Request 1: Print the records below character for character, covering the stretch from the line containing "locate ceiling air vent" through the end of the records.

Selected extract:
SLURRY PROPOSALS TREADING WATER

SLURRY PROPOSALS TREADING WATER

Depressed oil and gas prices have nearly halted efforts to develop coal slurry pipelines and coal-powered locomotives, considered promising energy alternatives when other fuel costs were sky high.

"The emphasis is off pipelines. The technology is terrific, it makes sense, but with the price of oil and natural gas what it is, there are no companies with long distance coal slurry pipeline plans," said Stuart D. Serkin, executive director of the Coal & Slurry Technology Association, a Washington, D.C.-based trade group which has been a major proponent of the pipelines.Development of the technology will remain at a standstill, "unless natural gas prices go up," agreed Henry J. Brolick, executive vice president of Williams Technologies Inc. of Tulsa, Okla. Williams Technologies is operator, manager and part owner of the only operating coal slurry pipeline in the United States - the 273-mile Black Mesa pipeline extending from Black Mesa, Ariz., to Laughlin, Nev.

Mr. Brolick says natural gas prices will have to climb to $2.50 to $3 per 1 million Btus for coal slurry to enjoy a resurgence in this country. They are currently $1.60 to $2 per 1 million Btus.

While Mr. Serkin and Mr. Brolick see oil and natural gas prices as the chief culprits for the stagnation in the development of pipelines, Merry K. Pantano, public relations manager for Snamprogetti, an Italian petrochemical engineering company, says undying railroad opposition to the establishment of federal eminent domain rights for the pipelines is the major obstacle.

Her company has developed what is considered the current generation of coal slurry technology, known as coal water fuel. That technology uses a 50-50 mixture of coal and water that is used as a fuel, without dewatering. The previous generation of coal slurry technology - used in the Black Mesa project - is a 70 percent coal/ 30 percent water mixture which has to be returned to a solid form to use for fuel.

While Ms. Pantano says the technology is substantially cheaper than coal slurry, she declined to disclose its cost and whether it is competitive with other fuels.

The first coal slurry pipeline in the United States was built in 1957 in Ohio - a 106-mile line developed by Consolidation Coal Co. in response to increased rates for rail coal shipment. But the project was mothballed six years later after the railroad undercut it by slashing rates. The Black Mesa line, constructed by Southern Pacific Railroad Co., is the second, and only other, project that has been completed.

Entries drawn from a collection:
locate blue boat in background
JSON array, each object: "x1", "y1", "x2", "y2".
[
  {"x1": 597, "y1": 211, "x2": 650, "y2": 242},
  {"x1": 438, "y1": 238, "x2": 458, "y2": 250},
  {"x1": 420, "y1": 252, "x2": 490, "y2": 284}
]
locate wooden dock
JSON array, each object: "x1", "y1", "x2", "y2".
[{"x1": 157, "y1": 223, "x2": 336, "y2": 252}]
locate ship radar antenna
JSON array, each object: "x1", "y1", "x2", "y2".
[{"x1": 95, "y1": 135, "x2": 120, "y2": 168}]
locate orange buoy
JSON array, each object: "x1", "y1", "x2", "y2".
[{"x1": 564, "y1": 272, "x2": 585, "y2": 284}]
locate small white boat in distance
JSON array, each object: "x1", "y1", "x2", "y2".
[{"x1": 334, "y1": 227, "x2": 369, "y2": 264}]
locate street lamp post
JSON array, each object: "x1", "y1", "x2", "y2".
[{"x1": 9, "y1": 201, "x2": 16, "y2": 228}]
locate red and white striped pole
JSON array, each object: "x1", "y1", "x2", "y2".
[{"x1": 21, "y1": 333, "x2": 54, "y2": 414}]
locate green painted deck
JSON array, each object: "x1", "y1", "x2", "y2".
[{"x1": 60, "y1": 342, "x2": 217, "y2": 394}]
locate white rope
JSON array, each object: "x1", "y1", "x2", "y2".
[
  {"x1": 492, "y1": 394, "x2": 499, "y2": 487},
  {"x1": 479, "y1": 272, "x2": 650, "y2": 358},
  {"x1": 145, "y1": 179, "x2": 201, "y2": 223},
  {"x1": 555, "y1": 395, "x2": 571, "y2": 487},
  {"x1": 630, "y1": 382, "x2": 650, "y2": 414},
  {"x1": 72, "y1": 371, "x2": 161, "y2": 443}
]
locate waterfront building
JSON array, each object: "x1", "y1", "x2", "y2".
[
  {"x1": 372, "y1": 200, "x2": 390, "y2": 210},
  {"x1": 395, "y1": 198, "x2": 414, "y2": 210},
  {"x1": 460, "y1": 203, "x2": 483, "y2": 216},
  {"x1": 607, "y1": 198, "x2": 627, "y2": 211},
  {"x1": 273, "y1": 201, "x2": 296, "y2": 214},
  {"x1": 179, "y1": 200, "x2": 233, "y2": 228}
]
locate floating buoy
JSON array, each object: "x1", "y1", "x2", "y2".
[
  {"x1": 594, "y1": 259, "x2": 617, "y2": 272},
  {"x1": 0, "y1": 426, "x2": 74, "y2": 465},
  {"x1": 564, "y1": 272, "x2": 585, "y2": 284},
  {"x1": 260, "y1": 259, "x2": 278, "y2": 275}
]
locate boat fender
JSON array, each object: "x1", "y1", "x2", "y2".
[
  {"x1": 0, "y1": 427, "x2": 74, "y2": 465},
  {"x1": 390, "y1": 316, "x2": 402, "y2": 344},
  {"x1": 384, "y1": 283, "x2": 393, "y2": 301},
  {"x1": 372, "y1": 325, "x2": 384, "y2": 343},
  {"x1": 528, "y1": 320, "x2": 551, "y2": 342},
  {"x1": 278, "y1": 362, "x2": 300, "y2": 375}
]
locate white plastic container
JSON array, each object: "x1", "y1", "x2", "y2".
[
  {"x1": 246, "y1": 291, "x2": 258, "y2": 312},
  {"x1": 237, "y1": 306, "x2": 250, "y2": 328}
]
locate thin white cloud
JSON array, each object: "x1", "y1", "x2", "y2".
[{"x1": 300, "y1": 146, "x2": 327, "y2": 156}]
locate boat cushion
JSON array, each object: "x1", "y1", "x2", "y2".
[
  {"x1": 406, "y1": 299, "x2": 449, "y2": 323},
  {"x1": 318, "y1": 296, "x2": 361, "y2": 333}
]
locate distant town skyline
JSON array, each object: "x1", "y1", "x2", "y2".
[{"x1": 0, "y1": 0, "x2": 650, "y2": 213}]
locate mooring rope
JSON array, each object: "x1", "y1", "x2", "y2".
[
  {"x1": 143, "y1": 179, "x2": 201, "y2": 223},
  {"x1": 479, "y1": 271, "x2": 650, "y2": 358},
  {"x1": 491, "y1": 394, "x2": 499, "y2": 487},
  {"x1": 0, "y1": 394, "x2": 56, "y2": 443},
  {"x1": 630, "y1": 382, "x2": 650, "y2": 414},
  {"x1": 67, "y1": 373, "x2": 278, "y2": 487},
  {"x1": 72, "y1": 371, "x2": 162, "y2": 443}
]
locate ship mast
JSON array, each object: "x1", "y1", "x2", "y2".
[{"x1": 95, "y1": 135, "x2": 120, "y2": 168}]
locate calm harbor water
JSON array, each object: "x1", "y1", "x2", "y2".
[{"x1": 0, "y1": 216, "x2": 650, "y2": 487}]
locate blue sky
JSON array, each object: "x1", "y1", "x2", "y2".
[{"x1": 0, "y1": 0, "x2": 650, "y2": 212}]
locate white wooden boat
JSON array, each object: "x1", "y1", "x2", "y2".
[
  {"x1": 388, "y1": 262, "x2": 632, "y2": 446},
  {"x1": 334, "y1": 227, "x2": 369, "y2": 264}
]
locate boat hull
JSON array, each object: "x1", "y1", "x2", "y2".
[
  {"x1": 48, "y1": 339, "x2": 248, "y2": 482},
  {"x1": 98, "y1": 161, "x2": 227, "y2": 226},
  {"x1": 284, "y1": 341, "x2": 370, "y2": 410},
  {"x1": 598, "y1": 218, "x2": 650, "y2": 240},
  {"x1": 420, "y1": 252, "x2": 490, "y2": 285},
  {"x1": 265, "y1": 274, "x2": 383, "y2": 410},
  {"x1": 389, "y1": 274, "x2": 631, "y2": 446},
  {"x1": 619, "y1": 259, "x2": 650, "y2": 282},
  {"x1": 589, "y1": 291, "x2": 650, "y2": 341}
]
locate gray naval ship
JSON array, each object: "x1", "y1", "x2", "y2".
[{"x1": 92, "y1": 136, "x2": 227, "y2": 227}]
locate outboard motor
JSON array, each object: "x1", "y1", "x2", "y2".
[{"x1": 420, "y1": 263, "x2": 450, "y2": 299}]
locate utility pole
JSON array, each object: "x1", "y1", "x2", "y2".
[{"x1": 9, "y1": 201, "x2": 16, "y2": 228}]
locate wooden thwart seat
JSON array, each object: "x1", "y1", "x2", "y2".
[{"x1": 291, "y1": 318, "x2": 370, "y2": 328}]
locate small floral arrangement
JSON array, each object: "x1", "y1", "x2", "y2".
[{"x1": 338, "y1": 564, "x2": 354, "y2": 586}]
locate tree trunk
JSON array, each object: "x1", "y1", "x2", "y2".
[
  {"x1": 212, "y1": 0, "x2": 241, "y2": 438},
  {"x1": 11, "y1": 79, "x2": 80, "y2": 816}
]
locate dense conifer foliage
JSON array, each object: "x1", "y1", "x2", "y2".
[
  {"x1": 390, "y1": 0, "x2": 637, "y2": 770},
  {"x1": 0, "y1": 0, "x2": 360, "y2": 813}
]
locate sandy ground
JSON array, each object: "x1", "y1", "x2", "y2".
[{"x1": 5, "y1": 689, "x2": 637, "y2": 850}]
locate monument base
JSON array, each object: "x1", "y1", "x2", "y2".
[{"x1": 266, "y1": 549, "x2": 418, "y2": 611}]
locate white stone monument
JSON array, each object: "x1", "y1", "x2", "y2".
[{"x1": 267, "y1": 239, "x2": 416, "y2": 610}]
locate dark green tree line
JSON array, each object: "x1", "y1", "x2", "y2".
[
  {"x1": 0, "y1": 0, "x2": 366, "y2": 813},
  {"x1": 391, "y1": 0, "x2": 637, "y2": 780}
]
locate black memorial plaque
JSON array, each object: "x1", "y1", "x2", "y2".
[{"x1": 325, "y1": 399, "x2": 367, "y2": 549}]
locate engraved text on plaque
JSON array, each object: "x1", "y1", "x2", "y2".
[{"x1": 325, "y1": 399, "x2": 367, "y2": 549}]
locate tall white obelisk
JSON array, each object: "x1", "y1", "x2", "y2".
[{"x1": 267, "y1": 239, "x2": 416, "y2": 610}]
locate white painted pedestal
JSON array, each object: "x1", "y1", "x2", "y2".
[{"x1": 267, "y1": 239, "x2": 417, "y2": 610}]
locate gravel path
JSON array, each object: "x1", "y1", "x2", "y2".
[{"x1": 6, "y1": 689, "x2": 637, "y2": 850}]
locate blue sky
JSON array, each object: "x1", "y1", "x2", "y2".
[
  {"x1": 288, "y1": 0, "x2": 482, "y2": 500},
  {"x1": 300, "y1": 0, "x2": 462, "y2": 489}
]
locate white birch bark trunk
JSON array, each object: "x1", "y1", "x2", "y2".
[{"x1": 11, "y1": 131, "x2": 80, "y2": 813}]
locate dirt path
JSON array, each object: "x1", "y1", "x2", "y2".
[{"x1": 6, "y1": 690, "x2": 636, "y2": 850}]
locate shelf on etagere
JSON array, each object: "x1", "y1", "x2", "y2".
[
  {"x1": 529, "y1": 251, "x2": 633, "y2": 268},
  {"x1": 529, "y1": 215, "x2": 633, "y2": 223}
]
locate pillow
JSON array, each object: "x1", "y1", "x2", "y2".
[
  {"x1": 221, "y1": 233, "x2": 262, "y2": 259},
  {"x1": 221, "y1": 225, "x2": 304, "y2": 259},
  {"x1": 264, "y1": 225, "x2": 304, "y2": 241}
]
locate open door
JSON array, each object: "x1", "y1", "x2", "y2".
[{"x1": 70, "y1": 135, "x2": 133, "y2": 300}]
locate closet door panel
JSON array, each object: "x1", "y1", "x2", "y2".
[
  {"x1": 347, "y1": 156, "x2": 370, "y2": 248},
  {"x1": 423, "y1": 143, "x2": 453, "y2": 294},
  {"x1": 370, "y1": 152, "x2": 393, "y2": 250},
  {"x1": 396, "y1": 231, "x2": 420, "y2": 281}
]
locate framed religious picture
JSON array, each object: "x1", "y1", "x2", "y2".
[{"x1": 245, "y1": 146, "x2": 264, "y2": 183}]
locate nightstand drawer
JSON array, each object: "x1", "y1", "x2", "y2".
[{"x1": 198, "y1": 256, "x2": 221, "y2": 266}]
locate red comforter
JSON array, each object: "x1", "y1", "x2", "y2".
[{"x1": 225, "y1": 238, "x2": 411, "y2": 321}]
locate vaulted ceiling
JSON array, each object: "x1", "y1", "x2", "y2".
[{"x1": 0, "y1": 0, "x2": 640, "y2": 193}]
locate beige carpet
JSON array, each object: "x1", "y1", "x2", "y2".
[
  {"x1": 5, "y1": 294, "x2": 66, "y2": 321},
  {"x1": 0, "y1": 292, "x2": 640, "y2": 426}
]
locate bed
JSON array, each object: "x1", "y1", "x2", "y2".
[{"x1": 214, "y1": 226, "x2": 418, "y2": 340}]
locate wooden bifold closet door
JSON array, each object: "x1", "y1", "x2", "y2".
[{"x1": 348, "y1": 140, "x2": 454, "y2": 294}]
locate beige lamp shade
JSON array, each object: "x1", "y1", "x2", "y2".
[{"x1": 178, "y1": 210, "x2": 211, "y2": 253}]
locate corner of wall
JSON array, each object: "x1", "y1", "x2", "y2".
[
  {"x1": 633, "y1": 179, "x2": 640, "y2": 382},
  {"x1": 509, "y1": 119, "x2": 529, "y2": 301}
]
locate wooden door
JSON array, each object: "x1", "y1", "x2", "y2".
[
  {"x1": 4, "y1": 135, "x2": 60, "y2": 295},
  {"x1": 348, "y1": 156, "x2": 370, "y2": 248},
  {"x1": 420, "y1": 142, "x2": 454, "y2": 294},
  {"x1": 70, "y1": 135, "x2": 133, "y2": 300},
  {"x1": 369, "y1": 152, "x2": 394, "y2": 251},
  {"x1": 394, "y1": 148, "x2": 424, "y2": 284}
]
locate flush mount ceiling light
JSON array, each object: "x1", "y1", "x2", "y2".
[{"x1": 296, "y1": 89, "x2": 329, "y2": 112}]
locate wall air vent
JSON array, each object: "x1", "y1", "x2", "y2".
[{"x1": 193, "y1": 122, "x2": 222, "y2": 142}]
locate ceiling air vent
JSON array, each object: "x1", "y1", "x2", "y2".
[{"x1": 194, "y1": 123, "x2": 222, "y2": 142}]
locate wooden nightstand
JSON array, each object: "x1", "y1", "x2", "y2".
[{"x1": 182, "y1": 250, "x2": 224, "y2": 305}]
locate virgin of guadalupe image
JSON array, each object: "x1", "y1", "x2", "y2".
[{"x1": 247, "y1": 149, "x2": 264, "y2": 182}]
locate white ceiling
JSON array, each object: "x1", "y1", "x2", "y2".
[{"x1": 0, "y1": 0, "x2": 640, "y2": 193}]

Request 2: Output, word for word, the stretch of the coal slurry article above from "Mr. Brolick says" through "the major obstacle.".

Written answer 1:
locate ceiling air vent
JSON array, each object: "x1", "y1", "x2", "y2".
[{"x1": 194, "y1": 123, "x2": 222, "y2": 142}]
locate wooden nightstand
JSON array, each object: "x1", "y1", "x2", "y2".
[{"x1": 182, "y1": 250, "x2": 224, "y2": 305}]
locate virgin of guadalupe image
JSON array, each object: "x1", "y1", "x2", "y2".
[{"x1": 247, "y1": 149, "x2": 264, "y2": 182}]
locate white ceiling
JSON array, each object: "x1", "y1", "x2", "y2".
[{"x1": 0, "y1": 0, "x2": 640, "y2": 193}]

Written answer 2:
Mr. Brolick says natural gas prices will have to climb to $2.50 to $3 per 1 million Btus for coal slurry to enjoy a resurgence in this country. They are currently $1.60 to $2 per 1 million Btus.

While Mr. Serkin and Mr. Brolick see oil and natural gas prices as the chief culprits for the stagnation in the development of pipelines, Merry K. Pantano, public relations manager for Snamprogetti, an Italian petrochemical engineering company, says undying railroad opposition to the establishment of federal eminent domain rights for the pipelines is the major obstacle.